[Begin Record set]

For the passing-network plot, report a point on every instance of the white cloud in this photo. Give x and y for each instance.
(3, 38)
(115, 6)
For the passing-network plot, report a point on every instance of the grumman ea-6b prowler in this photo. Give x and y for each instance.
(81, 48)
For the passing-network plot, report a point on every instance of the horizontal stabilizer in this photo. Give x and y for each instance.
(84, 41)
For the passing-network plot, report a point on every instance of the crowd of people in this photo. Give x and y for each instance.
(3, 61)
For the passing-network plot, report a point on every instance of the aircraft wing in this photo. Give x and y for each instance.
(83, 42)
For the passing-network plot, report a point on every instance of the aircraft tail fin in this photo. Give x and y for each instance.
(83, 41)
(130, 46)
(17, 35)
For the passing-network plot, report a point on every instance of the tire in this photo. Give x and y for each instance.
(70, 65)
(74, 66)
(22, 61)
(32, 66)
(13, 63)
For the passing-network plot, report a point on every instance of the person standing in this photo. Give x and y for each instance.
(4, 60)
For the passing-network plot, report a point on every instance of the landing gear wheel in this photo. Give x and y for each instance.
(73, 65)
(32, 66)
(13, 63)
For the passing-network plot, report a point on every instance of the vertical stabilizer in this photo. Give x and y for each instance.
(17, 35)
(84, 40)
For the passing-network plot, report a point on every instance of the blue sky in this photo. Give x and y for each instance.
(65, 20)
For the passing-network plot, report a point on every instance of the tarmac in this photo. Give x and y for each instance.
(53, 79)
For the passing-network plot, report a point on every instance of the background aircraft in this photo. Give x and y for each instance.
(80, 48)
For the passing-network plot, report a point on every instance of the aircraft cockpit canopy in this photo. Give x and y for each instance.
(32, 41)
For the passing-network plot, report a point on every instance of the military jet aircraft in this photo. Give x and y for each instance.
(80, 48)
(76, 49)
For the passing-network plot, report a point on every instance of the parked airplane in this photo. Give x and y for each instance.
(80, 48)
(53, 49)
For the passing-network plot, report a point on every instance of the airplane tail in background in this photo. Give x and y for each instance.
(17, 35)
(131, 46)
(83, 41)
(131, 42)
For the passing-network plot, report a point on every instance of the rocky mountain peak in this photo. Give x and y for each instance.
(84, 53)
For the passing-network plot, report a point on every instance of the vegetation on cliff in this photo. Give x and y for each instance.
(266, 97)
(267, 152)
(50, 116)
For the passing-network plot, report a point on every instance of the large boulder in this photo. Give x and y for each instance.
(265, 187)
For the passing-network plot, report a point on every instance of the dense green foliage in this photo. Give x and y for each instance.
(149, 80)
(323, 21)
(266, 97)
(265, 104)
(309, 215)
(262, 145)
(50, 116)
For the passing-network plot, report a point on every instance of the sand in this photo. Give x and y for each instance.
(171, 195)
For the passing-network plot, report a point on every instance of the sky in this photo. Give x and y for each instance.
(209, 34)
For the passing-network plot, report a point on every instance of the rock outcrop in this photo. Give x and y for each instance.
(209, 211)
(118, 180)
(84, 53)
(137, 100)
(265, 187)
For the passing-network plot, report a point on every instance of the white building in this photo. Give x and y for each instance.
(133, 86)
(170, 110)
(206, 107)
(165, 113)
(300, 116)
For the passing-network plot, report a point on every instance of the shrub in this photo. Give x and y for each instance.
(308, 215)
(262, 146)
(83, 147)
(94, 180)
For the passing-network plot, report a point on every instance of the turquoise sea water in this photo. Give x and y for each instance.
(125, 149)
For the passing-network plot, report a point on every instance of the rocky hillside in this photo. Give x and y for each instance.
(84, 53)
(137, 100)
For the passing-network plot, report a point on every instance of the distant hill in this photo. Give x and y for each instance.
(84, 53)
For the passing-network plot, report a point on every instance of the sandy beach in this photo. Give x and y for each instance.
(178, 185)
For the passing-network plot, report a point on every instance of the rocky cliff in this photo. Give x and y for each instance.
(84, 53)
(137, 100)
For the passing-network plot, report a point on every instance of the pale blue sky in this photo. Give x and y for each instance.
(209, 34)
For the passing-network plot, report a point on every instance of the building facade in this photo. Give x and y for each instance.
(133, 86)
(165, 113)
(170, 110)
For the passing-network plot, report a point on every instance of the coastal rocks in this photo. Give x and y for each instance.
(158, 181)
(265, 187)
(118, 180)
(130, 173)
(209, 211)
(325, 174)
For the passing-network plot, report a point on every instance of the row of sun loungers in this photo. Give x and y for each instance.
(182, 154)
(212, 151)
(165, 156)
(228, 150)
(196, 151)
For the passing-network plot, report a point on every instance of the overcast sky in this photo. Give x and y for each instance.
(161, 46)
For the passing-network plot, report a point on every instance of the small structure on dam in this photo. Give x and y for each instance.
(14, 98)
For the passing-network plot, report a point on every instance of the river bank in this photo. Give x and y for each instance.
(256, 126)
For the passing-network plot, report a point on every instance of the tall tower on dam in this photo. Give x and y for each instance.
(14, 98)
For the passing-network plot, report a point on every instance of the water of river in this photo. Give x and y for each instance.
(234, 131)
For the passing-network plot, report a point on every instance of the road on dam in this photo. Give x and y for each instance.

[End Record set]

(Your instructions): Recast every line of the items above as a Markdown table with the columns Index and Entry, giving each row a number and omitting blank lines.

(Finished answer):
| Index | Entry |
|---|---|
| 1 | For the passing-network plot, report a point on every instance of the white cloud in this photo. Give x and y for each instance. |
| 2 | (3, 38) |
| 3 | (115, 6) |
| 4 | For the passing-network plot, report a point on every instance of the grumman ea-6b prowler in this photo. Give x and y for each instance. |
| 5 | (81, 48) |
| 6 | For the passing-network plot, report a point on every instance of the horizontal stabilizer in this photo. Give x and y for each instance. |
| 7 | (84, 41) |
| 8 | For the passing-network plot, report a point on every instance of the crowd of people in this photo. Give x and y for each instance. |
| 9 | (3, 61) |
| 10 | For the passing-network plot, report a point on every instance of the aircraft wing in this photo. Give x and y for each instance. |
| 11 | (83, 42) |
| 12 | For the passing-network plot, report a point on every instance of the aircraft tail fin in this photo. Give x and y for each instance. |
| 13 | (83, 41) |
| 14 | (130, 46) |
| 15 | (17, 35) |
| 16 | For the passing-network plot, report a point on every instance of the tire in this photo. Give x and y for each instance. |
| 17 | (70, 65) |
| 18 | (74, 66) |
| 19 | (22, 61) |
| 20 | (32, 66) |
| 21 | (13, 63) |
| 22 | For the passing-network plot, report a point on every instance of the person standing in this photo. Give x and y for each instance. |
| 23 | (4, 60) |
| 24 | For the passing-network plot, report a point on every instance of the landing gear wheel in this photo. Give x and y for each instance. |
| 25 | (73, 65) |
| 26 | (32, 66) |
| 27 | (13, 63) |
| 28 | For the passing-network plot, report a point on every instance of the vertical stabilizer in this photo. Give x and y for each instance. |
| 29 | (17, 35) |
| 30 | (84, 40) |
| 31 | For the passing-network plot, report a point on every instance of the blue sky in this photo. Give x and y for each instance. |
| 32 | (65, 20) |
| 33 | For the passing-network plot, report a point on every instance of the tarmac in this photo. Give x and y for each instance. |
| 34 | (53, 79) |
| 35 | For the passing-network plot, report a point on every instance of the background aircraft in this photo. Give x and y for each instance. |
| 36 | (80, 48) |
| 37 | For the passing-network plot, report a point on every instance of the aircraft cockpit canopy in this photo. Give x and y for each instance. |
| 38 | (32, 41) |
| 39 | For the passing-network plot, report a point on every instance of the military jet aircraft in this photo. Give x and y for each instance. |
| 40 | (80, 48) |
| 41 | (76, 49) |
| 42 | For the passing-network plot, report a point on every instance of the parked airplane in this photo. Give x and y for each instance. |
| 43 | (80, 48) |
| 44 | (53, 49) |
| 45 | For the passing-network plot, report a point on every instance of the airplane tail in background in this photo. Give x and y for each instance. |
| 46 | (17, 35) |
| 47 | (131, 46) |
| 48 | (83, 41) |
| 49 | (131, 42) |
| 50 | For the passing-network plot, report a point on every instance of the rocky mountain peak in this photo. Give x and y for each instance. |
| 51 | (84, 53) |
| 52 | For the passing-network plot, report a point on every instance of the vegetation on cliff in this photo. Give x and y for each instance. |
| 53 | (266, 97) |
| 54 | (267, 152) |
| 55 | (50, 116) |
| 56 | For the passing-network plot, report a point on every instance of the large boulder in this photo. Give x and y for each instance. |
| 57 | (265, 187) |
| 58 | For the passing-network plot, report a point on every instance of the dense green foliage in this photo. Give x and y for each instance. |
| 59 | (149, 80) |
| 60 | (323, 21) |
| 61 | (266, 97) |
| 62 | (265, 104) |
| 63 | (309, 215) |
| 64 | (262, 145) |
| 65 | (50, 116) |
| 66 | For the passing-network plot, report a point on every instance of the sand in this photo. Give x and y for each instance. |
| 67 | (171, 195) |
| 68 | For the passing-network plot, report a point on every instance of the sky in this photo. Give x and y for each instance. |
| 69 | (209, 34) |
| 70 | For the passing-network plot, report a point on every instance of the rock outcrop in this photo. Give x and y for each instance. |
| 71 | (209, 211) |
| 72 | (118, 180) |
| 73 | (84, 53) |
| 74 | (137, 100) |
| 75 | (265, 187) |
| 76 | For the passing-network plot, report a point on every instance of the white building in this photo. Give x and y for each instance. |
| 77 | (133, 86) |
| 78 | (170, 110) |
| 79 | (206, 107) |
| 80 | (165, 113) |
| 81 | (300, 116) |
| 82 | For the passing-network plot, report a point on every instance of the shrub in this photo. Give x and y for each instance. |
| 83 | (308, 215) |
| 84 | (262, 146) |
| 85 | (83, 147) |
| 86 | (94, 180) |
| 87 | For the passing-network plot, report a point on every instance of the turquoise sea water in this photo. Give x and y for each instance. |
| 88 | (125, 149) |
| 89 | For the passing-network plot, report a point on every instance of the rocky hillside in this photo. Give x and y for each instance. |
| 90 | (84, 53) |
| 91 | (137, 100) |
| 92 | For the passing-network plot, report a point on every instance of the distant hill in this photo. Give x and y for each instance. |
| 93 | (84, 53) |
| 94 | For the passing-network plot, report a point on every instance of the sandy beach in this photo. Give x and y for each instance. |
| 95 | (178, 185) |
| 96 | For the passing-network plot, report a point on every instance of the rocky cliff in this photo. Give x and y for each instance. |
| 97 | (84, 53) |
| 98 | (137, 100) |
| 99 | For the passing-network plot, report a point on every instance of the pale blue sky in this photo. Give x and y for each instance. |
| 100 | (209, 34) |
| 101 | For the passing-network plot, report a point on every instance of the building facade in this photo. Give x and y for each instance. |
| 102 | (133, 86) |
| 103 | (165, 113) |
| 104 | (170, 110) |
| 105 | For the passing-network plot, report a point on every instance of the coastal rocks in this photo. Give x and y for each instance. |
| 106 | (158, 181) |
| 107 | (265, 187) |
| 108 | (118, 180) |
| 109 | (130, 173) |
| 110 | (209, 211) |
| 111 | (325, 174) |
| 112 | For the passing-network plot, report a point on every instance of the row of sun loungers in this photo. Give x and y for each instance. |
| 113 | (182, 154) |
| 114 | (212, 151) |
| 115 | (165, 156) |
| 116 | (228, 150) |
| 117 | (196, 151) |
| 118 | For the passing-network plot, report a point on every instance of the overcast sky in this photo. Give x and y for each instance. |
| 119 | (161, 46) |
| 120 | For the passing-network plot, report a point on every instance of the small structure on dam in this photo. Give x and y for each instance. |
| 121 | (14, 98) |
| 122 | For the passing-network plot, report a point on every instance of the river bank in this photo. Give x and y for each instance. |
| 123 | (256, 126) |
| 124 | For the passing-network plot, report a point on every instance of the tall tower on dam in this photo. Give x and y for each instance. |
| 125 | (14, 98) |
| 126 | For the passing-network plot, report a point on every instance of the water of river in this photo. Give x and y for each instance. |
| 127 | (234, 131) |
| 128 | For the passing-network plot, report a point on every instance of the road on dam in this photo. Give x and y for each instance. |